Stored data
•••

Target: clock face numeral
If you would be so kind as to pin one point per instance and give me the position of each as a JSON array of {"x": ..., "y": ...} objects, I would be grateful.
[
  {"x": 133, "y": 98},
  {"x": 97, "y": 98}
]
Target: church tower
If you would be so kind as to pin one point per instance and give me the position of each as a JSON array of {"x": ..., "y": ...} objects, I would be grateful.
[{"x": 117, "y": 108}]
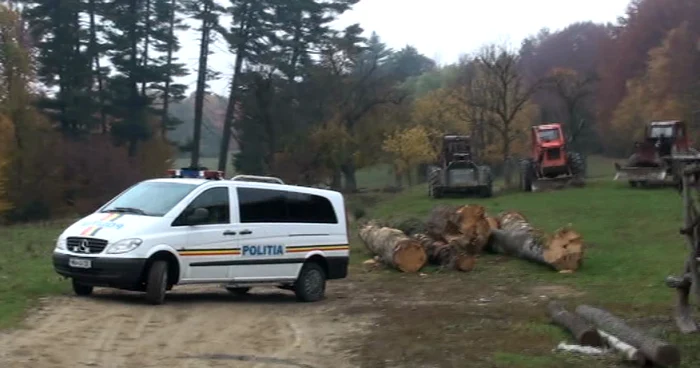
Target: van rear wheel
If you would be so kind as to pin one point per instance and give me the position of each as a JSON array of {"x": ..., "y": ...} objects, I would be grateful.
[
  {"x": 311, "y": 284},
  {"x": 157, "y": 282},
  {"x": 81, "y": 289}
]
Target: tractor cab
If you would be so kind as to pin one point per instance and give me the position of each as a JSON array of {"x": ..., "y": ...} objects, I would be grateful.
[
  {"x": 548, "y": 145},
  {"x": 456, "y": 148},
  {"x": 665, "y": 137}
]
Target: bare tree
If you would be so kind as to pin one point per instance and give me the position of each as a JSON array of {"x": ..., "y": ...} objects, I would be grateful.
[
  {"x": 502, "y": 92},
  {"x": 573, "y": 90}
]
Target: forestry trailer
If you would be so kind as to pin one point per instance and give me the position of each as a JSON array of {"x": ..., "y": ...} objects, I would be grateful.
[
  {"x": 457, "y": 172},
  {"x": 659, "y": 156},
  {"x": 551, "y": 165}
]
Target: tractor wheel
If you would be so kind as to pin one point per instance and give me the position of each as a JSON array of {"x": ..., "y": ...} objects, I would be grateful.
[{"x": 576, "y": 164}]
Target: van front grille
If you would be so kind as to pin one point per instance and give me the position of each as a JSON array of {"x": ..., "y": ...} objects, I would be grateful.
[{"x": 86, "y": 245}]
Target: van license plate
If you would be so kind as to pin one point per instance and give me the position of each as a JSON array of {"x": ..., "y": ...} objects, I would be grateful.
[{"x": 80, "y": 263}]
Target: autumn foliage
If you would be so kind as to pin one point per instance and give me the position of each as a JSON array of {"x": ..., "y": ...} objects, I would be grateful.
[{"x": 43, "y": 172}]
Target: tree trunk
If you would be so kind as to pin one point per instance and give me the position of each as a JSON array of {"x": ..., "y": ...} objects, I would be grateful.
[
  {"x": 628, "y": 352},
  {"x": 95, "y": 56},
  {"x": 349, "y": 171},
  {"x": 656, "y": 350},
  {"x": 438, "y": 252},
  {"x": 231, "y": 108},
  {"x": 165, "y": 117},
  {"x": 146, "y": 43},
  {"x": 562, "y": 251},
  {"x": 584, "y": 332},
  {"x": 394, "y": 248},
  {"x": 201, "y": 84},
  {"x": 464, "y": 228}
]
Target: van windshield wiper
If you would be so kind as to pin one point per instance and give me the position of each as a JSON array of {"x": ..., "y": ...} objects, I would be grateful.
[{"x": 137, "y": 211}]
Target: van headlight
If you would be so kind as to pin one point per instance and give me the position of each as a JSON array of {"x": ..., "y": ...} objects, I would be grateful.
[
  {"x": 124, "y": 245},
  {"x": 61, "y": 243}
]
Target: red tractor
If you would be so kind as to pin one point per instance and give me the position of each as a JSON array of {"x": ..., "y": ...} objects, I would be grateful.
[
  {"x": 551, "y": 164},
  {"x": 665, "y": 142}
]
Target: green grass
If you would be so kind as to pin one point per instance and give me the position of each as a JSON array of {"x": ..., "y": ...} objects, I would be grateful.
[
  {"x": 632, "y": 234},
  {"x": 26, "y": 272},
  {"x": 632, "y": 245}
]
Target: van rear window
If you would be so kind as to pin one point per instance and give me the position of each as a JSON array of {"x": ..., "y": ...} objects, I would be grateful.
[{"x": 268, "y": 205}]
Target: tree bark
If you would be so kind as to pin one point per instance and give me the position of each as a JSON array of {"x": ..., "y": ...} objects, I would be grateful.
[
  {"x": 165, "y": 117},
  {"x": 628, "y": 352},
  {"x": 463, "y": 228},
  {"x": 438, "y": 252},
  {"x": 584, "y": 332},
  {"x": 562, "y": 251},
  {"x": 201, "y": 83},
  {"x": 394, "y": 248},
  {"x": 654, "y": 349}
]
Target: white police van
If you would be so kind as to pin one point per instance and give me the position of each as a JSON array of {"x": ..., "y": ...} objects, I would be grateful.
[{"x": 181, "y": 230}]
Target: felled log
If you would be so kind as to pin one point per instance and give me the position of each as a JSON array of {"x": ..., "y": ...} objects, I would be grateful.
[
  {"x": 410, "y": 226},
  {"x": 463, "y": 227},
  {"x": 562, "y": 251},
  {"x": 393, "y": 247},
  {"x": 628, "y": 352},
  {"x": 584, "y": 332},
  {"x": 493, "y": 222},
  {"x": 438, "y": 252},
  {"x": 656, "y": 350}
]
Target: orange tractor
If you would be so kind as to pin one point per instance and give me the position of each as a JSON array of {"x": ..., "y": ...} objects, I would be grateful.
[
  {"x": 551, "y": 165},
  {"x": 659, "y": 156}
]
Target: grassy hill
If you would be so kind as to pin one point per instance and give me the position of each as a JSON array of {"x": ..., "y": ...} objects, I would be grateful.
[
  {"x": 493, "y": 316},
  {"x": 213, "y": 119},
  {"x": 632, "y": 245}
]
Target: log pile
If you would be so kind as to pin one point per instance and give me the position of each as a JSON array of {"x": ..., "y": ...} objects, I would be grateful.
[
  {"x": 562, "y": 251},
  {"x": 596, "y": 327},
  {"x": 453, "y": 236},
  {"x": 393, "y": 247}
]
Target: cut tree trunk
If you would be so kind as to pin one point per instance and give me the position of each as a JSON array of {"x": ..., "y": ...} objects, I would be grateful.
[
  {"x": 629, "y": 353},
  {"x": 656, "y": 350},
  {"x": 584, "y": 332},
  {"x": 562, "y": 251},
  {"x": 438, "y": 252},
  {"x": 463, "y": 227},
  {"x": 394, "y": 248}
]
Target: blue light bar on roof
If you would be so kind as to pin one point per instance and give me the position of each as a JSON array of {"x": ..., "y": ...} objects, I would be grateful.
[{"x": 196, "y": 174}]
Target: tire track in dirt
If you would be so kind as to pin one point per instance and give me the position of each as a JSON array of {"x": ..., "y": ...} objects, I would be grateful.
[{"x": 201, "y": 329}]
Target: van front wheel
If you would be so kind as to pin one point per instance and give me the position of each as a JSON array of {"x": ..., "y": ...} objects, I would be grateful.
[
  {"x": 311, "y": 284},
  {"x": 157, "y": 282},
  {"x": 81, "y": 289}
]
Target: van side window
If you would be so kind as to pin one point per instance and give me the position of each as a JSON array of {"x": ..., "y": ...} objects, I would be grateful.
[
  {"x": 216, "y": 200},
  {"x": 267, "y": 205}
]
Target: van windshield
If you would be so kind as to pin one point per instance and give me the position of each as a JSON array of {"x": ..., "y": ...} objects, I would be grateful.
[{"x": 149, "y": 198}]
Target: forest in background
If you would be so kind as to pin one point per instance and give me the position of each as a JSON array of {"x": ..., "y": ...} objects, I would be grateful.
[{"x": 308, "y": 103}]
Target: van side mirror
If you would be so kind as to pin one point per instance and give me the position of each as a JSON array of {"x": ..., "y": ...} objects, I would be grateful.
[{"x": 198, "y": 216}]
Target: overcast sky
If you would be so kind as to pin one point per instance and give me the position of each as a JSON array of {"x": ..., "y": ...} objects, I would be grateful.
[{"x": 440, "y": 29}]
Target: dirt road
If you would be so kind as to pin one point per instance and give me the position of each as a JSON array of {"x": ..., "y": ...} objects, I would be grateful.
[{"x": 197, "y": 327}]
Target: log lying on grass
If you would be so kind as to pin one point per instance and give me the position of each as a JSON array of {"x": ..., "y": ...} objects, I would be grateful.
[
  {"x": 438, "y": 252},
  {"x": 584, "y": 332},
  {"x": 656, "y": 350},
  {"x": 629, "y": 353},
  {"x": 393, "y": 247},
  {"x": 563, "y": 251},
  {"x": 463, "y": 227}
]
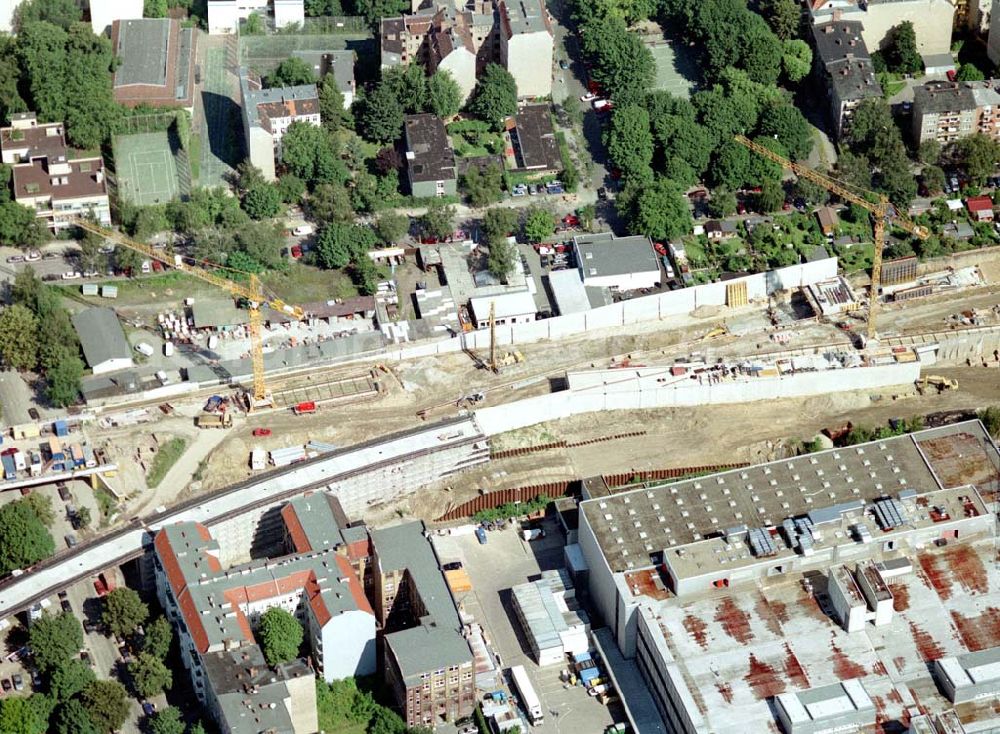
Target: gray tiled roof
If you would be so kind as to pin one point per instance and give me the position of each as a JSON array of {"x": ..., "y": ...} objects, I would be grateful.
[{"x": 101, "y": 335}]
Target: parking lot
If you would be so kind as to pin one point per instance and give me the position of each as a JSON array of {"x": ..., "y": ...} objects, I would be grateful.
[{"x": 504, "y": 561}]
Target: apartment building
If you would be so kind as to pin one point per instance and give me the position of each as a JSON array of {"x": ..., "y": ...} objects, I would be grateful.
[
  {"x": 267, "y": 114},
  {"x": 215, "y": 612},
  {"x": 948, "y": 111},
  {"x": 46, "y": 178},
  {"x": 843, "y": 65},
  {"x": 428, "y": 661},
  {"x": 517, "y": 34}
]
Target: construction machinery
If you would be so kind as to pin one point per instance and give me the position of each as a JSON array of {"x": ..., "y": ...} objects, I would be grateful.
[
  {"x": 883, "y": 213},
  {"x": 941, "y": 384},
  {"x": 253, "y": 292}
]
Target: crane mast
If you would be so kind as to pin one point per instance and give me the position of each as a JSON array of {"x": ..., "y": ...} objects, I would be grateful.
[
  {"x": 259, "y": 396},
  {"x": 882, "y": 211}
]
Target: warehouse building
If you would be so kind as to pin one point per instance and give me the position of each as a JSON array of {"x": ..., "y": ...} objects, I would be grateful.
[
  {"x": 553, "y": 624},
  {"x": 782, "y": 596},
  {"x": 103, "y": 340}
]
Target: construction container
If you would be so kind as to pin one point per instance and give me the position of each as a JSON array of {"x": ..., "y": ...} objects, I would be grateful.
[
  {"x": 258, "y": 460},
  {"x": 56, "y": 449},
  {"x": 9, "y": 472},
  {"x": 284, "y": 457}
]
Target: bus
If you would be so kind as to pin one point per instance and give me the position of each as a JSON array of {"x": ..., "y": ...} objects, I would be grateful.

•••

### What this task involves
Show all lines in the records above that hold "construction".

### Result of this task
Target: construction machinery
Target: construction container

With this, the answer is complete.